2) Félix II, antipapa.  Era arquidiácono em Roma.  O arianismo (heresia que negava a divindade de Cristo) era então favorecido pelo Imperador Constâncio (337-361), que em conseqüência exilou o Papa Libério.  Então Félix, embora tivesse prometido fidelidade ao Pontífice, permitiu que o ordenassem bispo de Roma.  A cerimônia realizou-se no palácio imperial, em presença de poucos funcionários.  O povo de Roma não quis reconhecer o antipapa nem freqüentava as igrejas em que pontificava. Em 358, quando Libério voltou do exílio, o Imperador quis que Libério e Félix governassem conjuntamente a Igreja.  O povo se rebelou e levou Félix a deixar a cidade de Roma.  Pouco depois, Félix tentou tomar a brasílica Iulii no Trastevere para oficiar, mas o povo o obrigou a sair de novo.  Retirou-se então de Roma e morreu junto à Via Portuense em 22/11/365.

No início do século VI os acontecimentos do século IV não eram claros aos cronistas, de modo que Félix foi considerado Papa legítimo e identificado com um mártir do mesmo nome sepultado junto à Via Portuense; por isto passou a ser recordado no Martirológio Jeronimiano aos 9 de julho. – Está claro, porém, que Félix não foi nem Papa legítimo nem mártir.

Félix III, Papa, governou de 483 a 492.

Félix IV, Papa, pontificou de 526 a 530.

Félix V, antipapa, foi eleito “Papa” (= antipapa) nos tempos do Papa Eugênio IV (1431-1447).  Em 1439, o cardeal de Arles e 32 eleitores (dois quais apenas onze eram bispos), reunidos em Brasília, escolheram o duque Amadeu VIII de Savoia para chefiar uma facção oposta à Santa Sé.  Os eleitores pretendiam continuar assim a ação de um Concílio que, iniciado em Brasiléia (Suíça), fora transferido pelo Papa legítimo Eugênio IV para Ferrara (Itália) em 1438;  a facção que permaneceu em Basiléia, não aceitara a transferência do Concílio.  O antipapa tomou o nome de Félix V, e foi residir em Lausannne (Suíça).  Em 1449 renunciou, vindo a morrer em 1451 reconciliado com a Igreja e o Papado. – Como já foi dito, Félix V é o último antipapa da história.

━━━━━━━━━━━━━━━━

- [EXERCÍCIOS]:
#1 Diga se cada afirmação abaixo está de acordo com o texto sobre os papas e antipapas de nome Félix, respondendo sim ou não e citando literalmente as palavras do texto que decidem a questão: (a) Félix II morreu junto à Via Portuense; (b) Félix III governou de 526 a 530; (c) Félix V morreu afastado da Igreja.
#2 Prossiga o texto sobre os papas e antipapas de nome Félix a partir do ponto em que ele termina.

- [REGISTROS]:

━━━━━━━━━━━━━━━━

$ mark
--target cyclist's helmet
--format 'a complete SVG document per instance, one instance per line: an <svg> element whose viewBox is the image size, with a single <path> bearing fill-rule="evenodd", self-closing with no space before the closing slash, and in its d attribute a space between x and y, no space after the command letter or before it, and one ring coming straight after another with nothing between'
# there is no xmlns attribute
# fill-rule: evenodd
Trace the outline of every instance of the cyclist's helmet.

━━━━━━━━━━━━━━━━

- [RESPOSTAS ESPERADAS]:
#1
(a) Sim: "morreu junto à Via Portuense em 22/11/365".
(b) Não: "Félix III, Papa, governou de 483 a 492."
(c) Não: "vindo a morrer em 1451 reconciliado com a Igreja e o Papado".

#2
Cristóvão

Contra o Papa Leão V (903-904) insurgiu-se o cidadão romano Cristóvão em setembro de 903.  Deteve a sede papal durante quatro meses, ou seja, até janeiro de 904.  Não há como atribuir foros de autenticidade ao seu comportamento.

Leão VIII

O imperador Oto I (936-973) da Germânia opunha-se ao Papa legítimo João XII por motivos políticos.  Foi então a Roma, convocou um Sínodo local, para o qual chamou o Papa João XII (4/12/963).  Este tendo-se recusado a comparecer, o Imperador fez eleger como antipapa um leigo, ao qual foram conferidas todas as ordens sagradas e o título de Papa Leão VIII; este devia ser pessoa de costumes dignos, mas fora ilegitimamente eleito, já que a Sé papal não estava vacante.  A população de Roma permaneceu fiel ao Papa João XII, de modo que em janeiro de 964 houve uma revolta em Roma, durante a qual Leão VIII sofreu um atentado.  João XII, que deixara a cidade, aproveitou a ocasião para voltar a Roma; um Sínodo reunido em Roma declarou nula a eleição de Leão VIII no ano de 965.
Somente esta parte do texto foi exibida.